*Passage shown*.
All with all questions regarding representation, there's only a best
if you define the set of questions you want to answer easily. Since
there's lots of different questions to ask, no one representation
works best.


Having said that, the compiler community has pretty much learned that
mapping text to trees to control flow to data flow enables a lot of
standard questions to get answered in ways in which you can afford the
engineering and still get results. But I think the lesson is, be
prepared to change representations if you want to answer a question.


> The reason I asked, in the subject of this post, if ASTs could be
> standardized, is because I am kinda thinking that the AST may be the
> "center stage" of code representation (?). ...
> Tony
> [People have been looking for a common intermediate representation for
> over 50 years, and it's a famous swamp from which nobody returns. Google
> UNCOL for some of the older failures. The basic problem is that we have
> no good way to describe the semantics of real computer languages, and the
> accumulation of little differences around the edges kill you. -John]


As the moderator said...

*Tasks for this exercise*.
1/ Please transcribe the post on code representation, the stretch from "Having said that, the" through "answer a question.".
2/ The post on code representation names a sequence of forms that compilers map code through. List those forms in the order the post gives.

(Data extracted from a collection)
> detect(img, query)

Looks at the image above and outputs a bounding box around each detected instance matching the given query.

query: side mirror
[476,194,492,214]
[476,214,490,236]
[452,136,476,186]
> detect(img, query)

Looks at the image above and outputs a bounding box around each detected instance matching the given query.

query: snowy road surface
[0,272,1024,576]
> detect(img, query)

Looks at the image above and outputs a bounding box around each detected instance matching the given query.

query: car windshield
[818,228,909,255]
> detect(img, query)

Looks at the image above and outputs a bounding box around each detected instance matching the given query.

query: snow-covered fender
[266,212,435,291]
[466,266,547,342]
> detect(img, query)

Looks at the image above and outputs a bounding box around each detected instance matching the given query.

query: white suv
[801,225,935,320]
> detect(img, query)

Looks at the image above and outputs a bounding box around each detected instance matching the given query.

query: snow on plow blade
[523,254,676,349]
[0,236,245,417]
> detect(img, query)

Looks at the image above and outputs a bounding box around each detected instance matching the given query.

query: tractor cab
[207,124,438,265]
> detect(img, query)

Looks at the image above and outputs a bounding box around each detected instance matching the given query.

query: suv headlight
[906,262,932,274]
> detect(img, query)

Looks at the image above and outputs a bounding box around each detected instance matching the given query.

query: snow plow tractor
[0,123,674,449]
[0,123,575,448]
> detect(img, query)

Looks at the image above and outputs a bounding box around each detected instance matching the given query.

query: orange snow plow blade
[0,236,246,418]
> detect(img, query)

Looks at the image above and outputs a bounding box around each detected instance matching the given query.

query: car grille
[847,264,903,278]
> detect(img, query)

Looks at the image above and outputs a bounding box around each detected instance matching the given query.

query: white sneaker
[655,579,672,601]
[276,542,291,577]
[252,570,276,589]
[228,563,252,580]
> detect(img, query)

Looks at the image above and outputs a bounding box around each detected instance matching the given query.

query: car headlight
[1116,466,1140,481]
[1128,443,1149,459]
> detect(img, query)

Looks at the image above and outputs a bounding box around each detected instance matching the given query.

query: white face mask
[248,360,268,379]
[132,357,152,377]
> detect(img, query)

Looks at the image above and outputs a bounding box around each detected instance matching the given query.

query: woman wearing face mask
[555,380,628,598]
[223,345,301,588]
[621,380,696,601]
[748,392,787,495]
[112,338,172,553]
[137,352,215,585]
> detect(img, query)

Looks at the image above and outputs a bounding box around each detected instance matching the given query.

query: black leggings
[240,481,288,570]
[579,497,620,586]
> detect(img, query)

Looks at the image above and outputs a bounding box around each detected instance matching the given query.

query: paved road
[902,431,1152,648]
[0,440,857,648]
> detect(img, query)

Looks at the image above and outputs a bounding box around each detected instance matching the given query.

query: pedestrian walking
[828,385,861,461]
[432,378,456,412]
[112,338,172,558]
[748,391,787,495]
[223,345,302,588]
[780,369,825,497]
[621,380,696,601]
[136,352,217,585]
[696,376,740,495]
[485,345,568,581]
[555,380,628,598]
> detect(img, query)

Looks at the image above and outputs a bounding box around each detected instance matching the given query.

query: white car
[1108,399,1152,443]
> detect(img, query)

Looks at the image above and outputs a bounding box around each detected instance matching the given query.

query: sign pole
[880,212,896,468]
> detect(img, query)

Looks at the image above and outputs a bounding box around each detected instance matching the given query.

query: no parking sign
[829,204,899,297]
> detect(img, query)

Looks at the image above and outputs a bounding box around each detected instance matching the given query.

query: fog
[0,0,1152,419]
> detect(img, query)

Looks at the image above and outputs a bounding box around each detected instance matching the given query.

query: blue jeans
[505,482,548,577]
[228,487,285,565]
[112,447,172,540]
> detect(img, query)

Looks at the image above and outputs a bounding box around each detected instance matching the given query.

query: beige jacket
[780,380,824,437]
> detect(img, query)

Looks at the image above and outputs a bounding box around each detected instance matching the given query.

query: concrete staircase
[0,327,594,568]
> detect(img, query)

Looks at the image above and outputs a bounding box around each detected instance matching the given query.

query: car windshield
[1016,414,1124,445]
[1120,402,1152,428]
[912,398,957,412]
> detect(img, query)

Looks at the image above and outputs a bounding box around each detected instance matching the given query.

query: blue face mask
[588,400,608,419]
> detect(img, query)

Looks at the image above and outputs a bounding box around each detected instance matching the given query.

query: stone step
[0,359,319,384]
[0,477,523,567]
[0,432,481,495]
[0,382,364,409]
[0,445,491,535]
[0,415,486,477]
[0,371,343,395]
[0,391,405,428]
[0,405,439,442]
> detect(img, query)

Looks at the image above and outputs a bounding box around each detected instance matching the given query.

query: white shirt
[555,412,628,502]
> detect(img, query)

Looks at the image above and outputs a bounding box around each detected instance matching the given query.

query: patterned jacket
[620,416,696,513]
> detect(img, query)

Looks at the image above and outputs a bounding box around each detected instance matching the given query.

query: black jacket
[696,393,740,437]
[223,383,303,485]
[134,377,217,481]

*In response*.
1/
Having said that, the compiler community has pretty much learned that
mapping text to trees to control flow to data flow enables a lot of
standard questions to get answered in ways in which you can afford the
engineering and still get results. But I think the lesson is, be
prepared to change representations if you want to answer a question.

2/ text, trees, control flow, data flow